━━━━━ Zitierter Text ━━━━━

Sozialverbände schockiert:Heftige Diskussion um Abschaffung von Pflegegrad 1
Die Bundesregierung überlegt, den Pflegegrad 1 zu streichen. Viele Betroffene sind verunsichert, Sozialverbände schlagen Alarm - aber es gibt auch Zustimmung.
Die Bundesregierung diskutiert offenbar über eine mögliche Abschaffung des Pflegegrads 1. Aus der Opposition gibt es Kritik. Auch die SPD weist die Überlegungen zurück.
28.09.2025 | 1:41 minSozialverbände sprechen von einer "Schock-Nachricht", viele Betroffene sind verunsichert: Die Diskussion um Überlegungen innerhalb der Bundesregierung, den Pflegegrad 1 abzuschaffen, hält an. "Die Pflege wird von der Politik vor die Wand gefahren", kritisierte etwa die Vorsitzende des Sozialverbands Deutschland, Michaela Engelmeier (SPD), im ZDF-Morgenmagazin. Was will die Politik, wen würde das betreffen, was wären die Konsequenzen? ZDFheute mit einem Überblick.

━━━━━

**Aufgabe 1**
Übersetze aus dem Text über den Pflegegrad 1 diesen Satz ins Englische: „Die Bundesregierung überlegt, den Pflegegrad 1 zu streichen.“
**Aufgabe 2**
Schreib den Text über den Streit um den Pflegegrad 1 nach seinem letzten Satz weiter.

━━━━━ Gegebene Daten ━━━━━

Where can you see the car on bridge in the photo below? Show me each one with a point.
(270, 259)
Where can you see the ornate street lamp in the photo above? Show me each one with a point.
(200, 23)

━━━━━

**Antwort 1**
The federal government is considering abolishing care level 1.

**Antwort 2**
Worum geht es?
Grund für die Überlegungen ist der generelle Pflegenotstand - und konkret eine für 2026 absehbare Finanzierungslücke in der Pflegeversicherung von rund zwei Milliarden Euro. Wie konkret die Pläne sind, wollte ein Sprecher des Bundesgesundheitsministeriums nicht sagen. Er verwies auf die aktuell beratende Kommission zur Pflegereform. Das Gremium will bis Mitte Oktober einen ersten Bericht vorlegen. Das Einsparvolumen bei einem Wegfall von Pflegegrad 1 wird auf circa 1,8 Milliarden Euro beziffert.
Erst 2017 wurde der neue Pflegegrad 1 eingeführt: Es war eine neue Einstufung für Personen mit einer "geringen Beeinträchtigung der Selbstständigkeit", die es vorher nicht gab. Die neue Definition führte zu einem Anstieg der Zahl der Menschen in dieser Pflegestufe.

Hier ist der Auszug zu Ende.